• _YOUR ASSIGNMENT_:
Please copy all of the entries exactly, but drop every picture.

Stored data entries
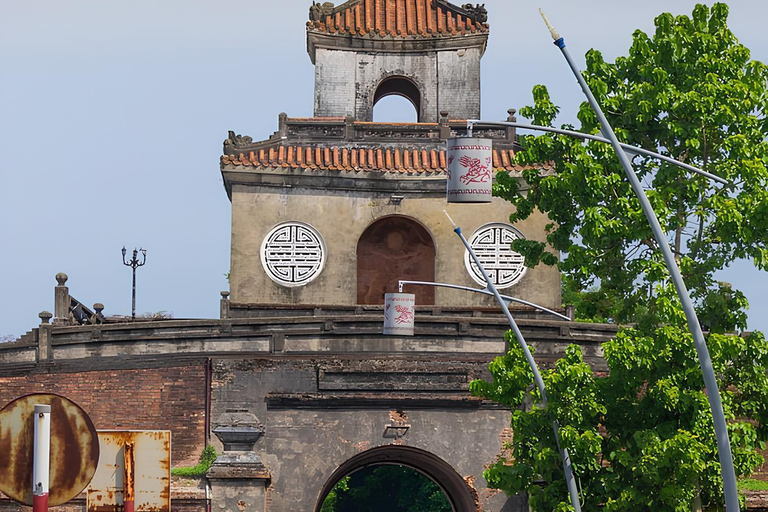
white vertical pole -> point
(41, 466)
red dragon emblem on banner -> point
(477, 172)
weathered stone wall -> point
(448, 80)
(341, 216)
(459, 75)
(172, 397)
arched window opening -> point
(386, 477)
(393, 249)
(395, 109)
(397, 92)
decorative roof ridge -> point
(310, 157)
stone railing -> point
(297, 331)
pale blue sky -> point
(112, 116)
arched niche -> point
(392, 249)
(399, 86)
(457, 491)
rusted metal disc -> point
(74, 448)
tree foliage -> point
(641, 436)
(386, 488)
(689, 91)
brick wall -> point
(167, 398)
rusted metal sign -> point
(134, 464)
(74, 448)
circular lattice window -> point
(293, 254)
(491, 242)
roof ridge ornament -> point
(478, 13)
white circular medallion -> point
(293, 254)
(491, 242)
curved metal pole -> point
(507, 298)
(730, 488)
(570, 481)
(588, 136)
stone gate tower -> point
(428, 52)
(335, 209)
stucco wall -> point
(341, 216)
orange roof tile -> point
(396, 18)
(363, 159)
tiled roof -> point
(397, 18)
(409, 161)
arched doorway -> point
(459, 495)
(392, 249)
(400, 86)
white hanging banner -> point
(399, 309)
(470, 170)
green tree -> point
(641, 437)
(690, 91)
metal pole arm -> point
(507, 298)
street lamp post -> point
(134, 263)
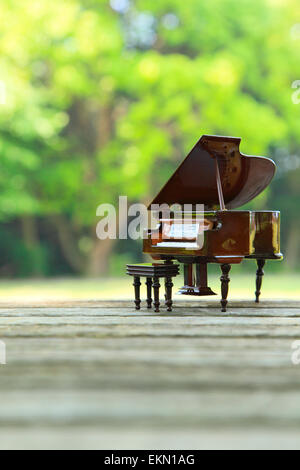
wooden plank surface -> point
(101, 375)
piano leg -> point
(137, 285)
(149, 292)
(224, 285)
(259, 275)
(169, 284)
(156, 286)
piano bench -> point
(153, 272)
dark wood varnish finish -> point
(259, 276)
(221, 178)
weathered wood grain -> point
(192, 378)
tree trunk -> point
(68, 244)
(98, 264)
(29, 231)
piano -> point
(196, 221)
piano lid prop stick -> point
(219, 185)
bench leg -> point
(137, 285)
(169, 284)
(156, 286)
(224, 285)
(149, 292)
(259, 275)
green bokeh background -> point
(104, 98)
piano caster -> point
(149, 292)
(259, 275)
(137, 284)
(168, 296)
(225, 285)
(156, 286)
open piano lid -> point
(242, 177)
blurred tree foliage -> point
(102, 98)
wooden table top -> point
(101, 375)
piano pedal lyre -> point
(196, 284)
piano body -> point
(218, 178)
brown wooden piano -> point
(216, 175)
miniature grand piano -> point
(217, 175)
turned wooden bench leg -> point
(259, 275)
(169, 284)
(137, 285)
(224, 285)
(149, 292)
(156, 286)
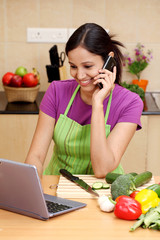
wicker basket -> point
(23, 94)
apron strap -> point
(71, 100)
(73, 96)
(108, 107)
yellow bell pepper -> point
(148, 199)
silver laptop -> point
(21, 192)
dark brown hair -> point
(96, 40)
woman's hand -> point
(107, 78)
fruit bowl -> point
(21, 94)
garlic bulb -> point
(105, 204)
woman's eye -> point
(88, 66)
(72, 66)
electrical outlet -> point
(47, 35)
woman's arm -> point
(41, 141)
(106, 153)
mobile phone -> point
(108, 64)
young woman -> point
(91, 127)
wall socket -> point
(47, 35)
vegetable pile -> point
(128, 203)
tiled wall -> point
(132, 22)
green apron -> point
(72, 144)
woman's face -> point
(84, 66)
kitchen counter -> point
(151, 105)
(86, 223)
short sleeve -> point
(48, 103)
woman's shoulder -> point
(124, 93)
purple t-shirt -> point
(126, 106)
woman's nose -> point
(81, 74)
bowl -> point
(21, 94)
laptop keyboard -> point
(56, 207)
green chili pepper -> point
(156, 188)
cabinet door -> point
(134, 159)
(16, 133)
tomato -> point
(30, 80)
(16, 81)
(21, 71)
(133, 194)
(7, 78)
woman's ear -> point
(111, 54)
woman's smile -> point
(84, 67)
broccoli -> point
(123, 185)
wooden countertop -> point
(88, 223)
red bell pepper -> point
(127, 208)
(133, 194)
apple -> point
(16, 81)
(30, 80)
(21, 71)
(6, 79)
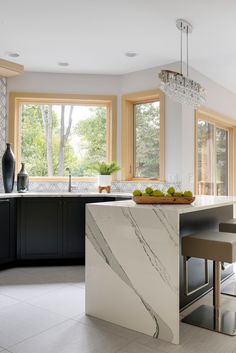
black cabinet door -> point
(40, 228)
(7, 231)
(73, 228)
(74, 225)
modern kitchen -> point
(117, 177)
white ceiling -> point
(93, 35)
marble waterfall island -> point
(132, 262)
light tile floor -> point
(42, 311)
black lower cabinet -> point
(73, 228)
(53, 228)
(40, 228)
(7, 231)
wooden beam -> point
(9, 69)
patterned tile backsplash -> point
(117, 186)
(3, 120)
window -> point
(213, 176)
(50, 134)
(143, 136)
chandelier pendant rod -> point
(187, 48)
(181, 49)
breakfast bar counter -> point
(133, 261)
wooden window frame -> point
(14, 123)
(128, 102)
(224, 122)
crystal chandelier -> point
(177, 86)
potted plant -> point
(105, 171)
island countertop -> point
(134, 260)
(64, 194)
(201, 202)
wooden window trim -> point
(14, 136)
(128, 102)
(221, 121)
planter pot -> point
(8, 169)
(22, 179)
(104, 180)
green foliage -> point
(188, 193)
(178, 194)
(137, 193)
(149, 190)
(90, 133)
(157, 193)
(147, 141)
(106, 168)
(171, 190)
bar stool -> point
(219, 247)
(229, 226)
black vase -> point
(22, 179)
(8, 169)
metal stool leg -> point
(212, 317)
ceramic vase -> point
(104, 180)
(22, 179)
(8, 169)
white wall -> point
(179, 126)
(64, 83)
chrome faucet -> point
(69, 185)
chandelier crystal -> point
(179, 87)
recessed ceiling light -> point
(131, 54)
(64, 64)
(13, 54)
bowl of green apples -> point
(156, 196)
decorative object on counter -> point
(177, 86)
(8, 169)
(105, 171)
(151, 196)
(107, 188)
(22, 179)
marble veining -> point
(136, 245)
(132, 263)
(153, 258)
(97, 239)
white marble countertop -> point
(63, 194)
(201, 203)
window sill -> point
(144, 180)
(63, 179)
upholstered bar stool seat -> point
(230, 227)
(219, 247)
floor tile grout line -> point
(37, 334)
(25, 300)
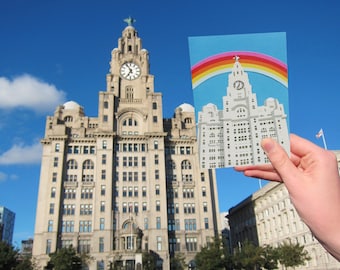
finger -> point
(301, 147)
(280, 160)
(264, 167)
(267, 175)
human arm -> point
(312, 179)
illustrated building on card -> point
(232, 136)
(231, 118)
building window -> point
(104, 159)
(55, 162)
(102, 206)
(85, 226)
(67, 226)
(51, 209)
(102, 190)
(85, 209)
(190, 224)
(104, 144)
(158, 223)
(48, 246)
(50, 226)
(206, 223)
(159, 243)
(186, 165)
(101, 244)
(86, 193)
(72, 164)
(88, 165)
(202, 177)
(191, 243)
(205, 207)
(69, 209)
(57, 147)
(53, 190)
(157, 191)
(84, 246)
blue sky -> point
(54, 51)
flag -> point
(319, 134)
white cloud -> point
(21, 154)
(26, 91)
(3, 176)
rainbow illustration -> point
(250, 61)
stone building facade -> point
(127, 181)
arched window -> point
(88, 165)
(186, 165)
(72, 164)
(68, 119)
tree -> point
(248, 257)
(270, 257)
(8, 256)
(67, 259)
(149, 260)
(177, 262)
(291, 255)
(212, 256)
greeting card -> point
(240, 89)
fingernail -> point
(267, 145)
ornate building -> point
(127, 181)
(232, 136)
(268, 217)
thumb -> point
(279, 159)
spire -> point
(130, 21)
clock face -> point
(130, 71)
(238, 85)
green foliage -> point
(8, 256)
(211, 257)
(248, 256)
(67, 259)
(177, 262)
(270, 257)
(149, 260)
(292, 255)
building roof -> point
(186, 107)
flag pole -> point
(322, 134)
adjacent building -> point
(126, 181)
(231, 136)
(268, 217)
(7, 219)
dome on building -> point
(187, 107)
(71, 105)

• _TASK SOLUTION_:
white vertical pole -> point
(41, 466)
red dragon emblem on banner -> point
(477, 172)
weathered stone wall -> point
(448, 80)
(341, 216)
(459, 75)
(172, 397)
arched window opening -> point
(386, 477)
(393, 249)
(395, 109)
(397, 92)
decorative roof ridge -> point
(310, 157)
stone railing -> point
(297, 331)
pale blue sky -> point
(112, 116)
arched niche -> point
(392, 249)
(399, 86)
(457, 491)
rusted metal disc -> point
(74, 448)
tree foliage -> point
(641, 436)
(386, 488)
(689, 91)
brick wall -> point
(167, 398)
rusted metal sign -> point
(134, 464)
(74, 448)
circular lattice window -> point
(293, 254)
(491, 242)
roof ridge ornament -> point
(478, 13)
white circular medallion -> point
(293, 254)
(491, 242)
curved metal pole -> point
(507, 298)
(730, 488)
(570, 481)
(588, 136)
stone gate tower -> point
(428, 52)
(335, 209)
stucco wall -> point
(341, 216)
orange roof tile -> point
(396, 18)
(363, 159)
tiled roof -> point
(397, 18)
(409, 161)
arched doorway -> point
(459, 495)
(392, 249)
(400, 86)
white hanging banner -> point
(399, 309)
(470, 170)
green tree -> point
(641, 437)
(690, 91)
metal pole arm -> point
(507, 298)
street lamp post -> point
(134, 263)
wooden plank surface -> point
(101, 375)
piano leg -> point
(137, 285)
(149, 292)
(224, 285)
(259, 275)
(169, 284)
(156, 286)
piano bench -> point
(153, 272)
dark wood varnish finish -> point
(259, 276)
(221, 178)
weathered wood grain -> point
(192, 378)
tree trunk -> point
(68, 244)
(98, 264)
(29, 231)
piano -> point
(196, 221)
piano lid prop stick -> point
(219, 185)
bench leg -> point
(137, 285)
(169, 284)
(156, 286)
(224, 285)
(149, 292)
(259, 275)
green bokeh background -> point
(104, 98)
piano caster -> point
(149, 292)
(259, 275)
(137, 284)
(168, 296)
(225, 285)
(156, 286)
open piano lid -> point
(242, 177)
blurred tree foliage -> point
(102, 98)
wooden table top -> point
(101, 375)
piano pedal lyre -> point
(196, 284)
piano body -> point
(218, 178)
brown wooden piano -> point
(216, 175)
miniature grand piano -> point
(217, 175)
turned wooden bench leg -> point
(259, 275)
(169, 284)
(137, 285)
(224, 285)
(149, 292)
(156, 286)
wicker basket -> point
(23, 94)
apron strap -> point
(71, 100)
(73, 96)
(108, 107)
yellow bell pepper -> point
(148, 199)
silver laptop -> point
(21, 192)
dark brown hair -> point
(96, 40)
woman's hand -> point
(107, 78)
fruit bowl -> point
(21, 94)
garlic bulb -> point
(105, 204)
woman's eye -> point
(88, 66)
(72, 66)
electrical outlet -> point
(47, 35)
woman's arm -> point
(41, 141)
(106, 153)
mobile phone -> point
(108, 64)
young woman -> point
(91, 127)
wall socket -> point
(47, 35)
vegetable pile -> point
(128, 203)
tiled wall -> point
(132, 22)
green apron -> point
(72, 144)
woman's face -> point
(84, 66)
kitchen counter -> point
(151, 105)
(86, 223)
short sleeve -> point
(48, 103)
woman's shoulder -> point
(124, 93)
purple t-shirt -> point
(126, 106)
woman's nose -> point
(81, 74)
bowl -> point
(21, 94)
laptop keyboard -> point
(56, 207)
green chili pepper -> point
(156, 188)
cabinet door -> point
(134, 159)
(16, 133)
tomato -> point
(30, 80)
(16, 81)
(21, 71)
(133, 194)
(7, 78)
woman's ear -> point
(111, 54)
woman's smile -> point
(84, 67)
broccoli -> point
(123, 185)
wooden countertop -> point
(88, 223)
red bell pepper -> point
(127, 208)
(133, 194)
apple -> point
(16, 81)
(30, 80)
(21, 71)
(6, 79)
black cabinet door -> point
(40, 228)
(7, 231)
(73, 228)
(74, 225)
modern kitchen -> point
(117, 177)
white ceiling -> point
(93, 35)
marble waterfall island -> point
(132, 262)
light tile floor -> point
(42, 311)
black lower cabinet -> point
(73, 228)
(53, 228)
(40, 228)
(7, 231)
wooden beam -> point
(9, 69)
patterned tile backsplash -> point
(117, 186)
(3, 120)
window -> point
(213, 176)
(50, 134)
(143, 136)
chandelier pendant rod -> point
(187, 48)
(181, 49)
breakfast bar counter -> point
(133, 261)
wooden window frame -> point
(14, 123)
(128, 102)
(224, 122)
crystal chandelier -> point
(177, 86)
potted plant -> point
(105, 171)
island countertop -> point
(134, 260)
(64, 194)
(201, 202)
wooden window trim -> point
(14, 136)
(128, 102)
(221, 121)
planter pot -> point
(8, 169)
(22, 179)
(104, 180)
green foliage -> point
(188, 193)
(178, 194)
(137, 193)
(149, 190)
(90, 133)
(157, 193)
(147, 141)
(106, 168)
(171, 190)
bar stool -> point
(219, 247)
(229, 226)
black vase -> point
(22, 179)
(8, 169)
metal stool leg -> point
(212, 317)
ceramic vase -> point
(104, 180)
(22, 179)
(8, 169)
white wall -> point
(179, 126)
(64, 83)
chrome faucet -> point
(69, 185)
chandelier crystal -> point
(179, 87)
recessed ceiling light -> point
(131, 54)
(64, 64)
(13, 54)
bowl of green apples -> point
(156, 196)
decorative object on counter -> point
(177, 86)
(8, 169)
(105, 171)
(151, 196)
(107, 188)
(22, 179)
marble veining -> point
(136, 245)
(132, 263)
(153, 258)
(97, 239)
white marble countertop -> point
(63, 194)
(201, 203)
window sill -> point
(144, 180)
(63, 179)
upholstered bar stool seat -> point
(230, 227)
(219, 247)
floor tile grout line -> point
(37, 334)
(25, 300)
finger -> point
(301, 147)
(280, 160)
(264, 167)
(267, 175)
human arm -> point
(312, 179)
illustrated building on card -> point
(232, 136)
(231, 118)
building window -> point
(104, 159)
(55, 162)
(102, 206)
(85, 226)
(67, 226)
(51, 209)
(102, 190)
(85, 209)
(190, 224)
(104, 144)
(158, 223)
(48, 246)
(50, 226)
(206, 223)
(159, 243)
(186, 165)
(101, 244)
(86, 193)
(72, 164)
(88, 165)
(202, 177)
(191, 243)
(205, 207)
(69, 209)
(57, 147)
(53, 190)
(157, 191)
(84, 246)
blue sky -> point
(54, 51)
flag -> point
(319, 134)
white cloud -> point
(21, 154)
(26, 91)
(3, 176)
rainbow illustration -> point
(250, 61)
stone building facade -> point
(127, 181)
arched window -> point
(88, 165)
(186, 165)
(72, 164)
(68, 119)
tree -> point
(248, 257)
(270, 257)
(8, 256)
(67, 259)
(149, 260)
(177, 262)
(291, 255)
(212, 256)
greeting card -> point
(240, 89)
fingernail -> point
(267, 145)
ornate building -> point
(127, 181)
(232, 136)
(268, 217)
thumb -> point
(279, 159)
spire -> point
(130, 21)
clock face -> point
(130, 71)
(238, 85)
green foliage -> point
(8, 256)
(211, 257)
(248, 256)
(67, 259)
(177, 262)
(270, 257)
(149, 260)
(292, 255)
building roof -> point
(186, 107)
flag pole -> point
(322, 134)
adjacent building -> point
(126, 181)
(231, 136)
(268, 217)
(7, 219)
dome on building -> point
(187, 107)
(71, 105)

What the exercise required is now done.